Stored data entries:
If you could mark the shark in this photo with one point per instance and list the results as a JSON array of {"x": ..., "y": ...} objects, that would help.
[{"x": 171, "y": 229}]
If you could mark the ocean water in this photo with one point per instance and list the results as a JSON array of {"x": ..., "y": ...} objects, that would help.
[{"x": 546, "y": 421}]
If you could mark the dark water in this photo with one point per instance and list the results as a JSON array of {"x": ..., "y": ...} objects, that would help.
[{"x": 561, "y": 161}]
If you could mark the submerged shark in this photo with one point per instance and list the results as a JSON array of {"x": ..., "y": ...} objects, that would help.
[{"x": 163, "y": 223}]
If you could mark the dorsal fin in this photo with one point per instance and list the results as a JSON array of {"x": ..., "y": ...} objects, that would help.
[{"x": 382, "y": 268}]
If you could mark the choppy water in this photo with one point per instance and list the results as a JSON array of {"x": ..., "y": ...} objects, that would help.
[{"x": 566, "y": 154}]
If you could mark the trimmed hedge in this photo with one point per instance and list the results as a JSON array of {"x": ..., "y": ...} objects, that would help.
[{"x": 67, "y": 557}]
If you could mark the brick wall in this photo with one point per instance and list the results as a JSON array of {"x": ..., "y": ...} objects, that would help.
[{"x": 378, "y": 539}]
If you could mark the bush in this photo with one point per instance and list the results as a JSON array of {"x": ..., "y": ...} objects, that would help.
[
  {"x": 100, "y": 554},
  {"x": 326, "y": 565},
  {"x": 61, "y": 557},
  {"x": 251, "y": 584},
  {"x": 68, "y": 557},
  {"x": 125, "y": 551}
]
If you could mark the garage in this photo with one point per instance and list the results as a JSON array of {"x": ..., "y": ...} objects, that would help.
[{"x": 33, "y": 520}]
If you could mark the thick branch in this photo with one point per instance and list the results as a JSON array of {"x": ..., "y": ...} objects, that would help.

[Exercise instructions]
Give back every entry, unchanged in any way.

[Answer space]
If you could mark the shark in this photo with one point per instance and list the results as a JSON array of {"x": ..., "y": ...} objects, that would help.
[{"x": 171, "y": 229}]
If you could mark the ocean water in this photo with one point per instance and list the results as a JSON array of {"x": ..., "y": ...} objects, that would help.
[{"x": 546, "y": 421}]
If you could mark the dark water in this photo with one point per instance and list the results as a JSON array of {"x": ..., "y": ...} objects, that would help.
[{"x": 561, "y": 161}]
If you could mark the submerged shark in this photo with one point per instance and list the results as a JSON array of {"x": ..., "y": ...} objects, that would help.
[{"x": 163, "y": 223}]
If you could mark the dorsal fin in this photo with one point per instance and list the results as a JSON array of {"x": ..., "y": ...} objects, that would help.
[{"x": 382, "y": 268}]
If you could mark the choppy water in this photo with one point per instance and list the results as a JSON array of {"x": ..., "y": ...} objects, that would help.
[{"x": 566, "y": 154}]
If you could mark the trimmed hedge in this photo with one point per instance and list the results as a JSON array of {"x": ..., "y": ...} objects, that would help.
[{"x": 67, "y": 557}]
If you could mark the brick wall in this photo with one point per instance and list the results as a JSON array of {"x": ..., "y": ...} objects, that would help.
[{"x": 378, "y": 539}]
If you could mark the bush in this photo with one point per instance and list the results as a JSON array of {"x": ..., "y": ...} objects, that would help.
[
  {"x": 100, "y": 554},
  {"x": 326, "y": 565},
  {"x": 61, "y": 557},
  {"x": 251, "y": 584},
  {"x": 68, "y": 557},
  {"x": 125, "y": 551}
]
If you could mark the garage in this photo with one point per instance and list the results as a JSON array of {"x": ..., "y": ...} objects, that would help.
[{"x": 33, "y": 520}]
If you could mark the thick branch in this photo with one point per instance and list the results as a JSON array of {"x": ..., "y": ...} objects, that would help.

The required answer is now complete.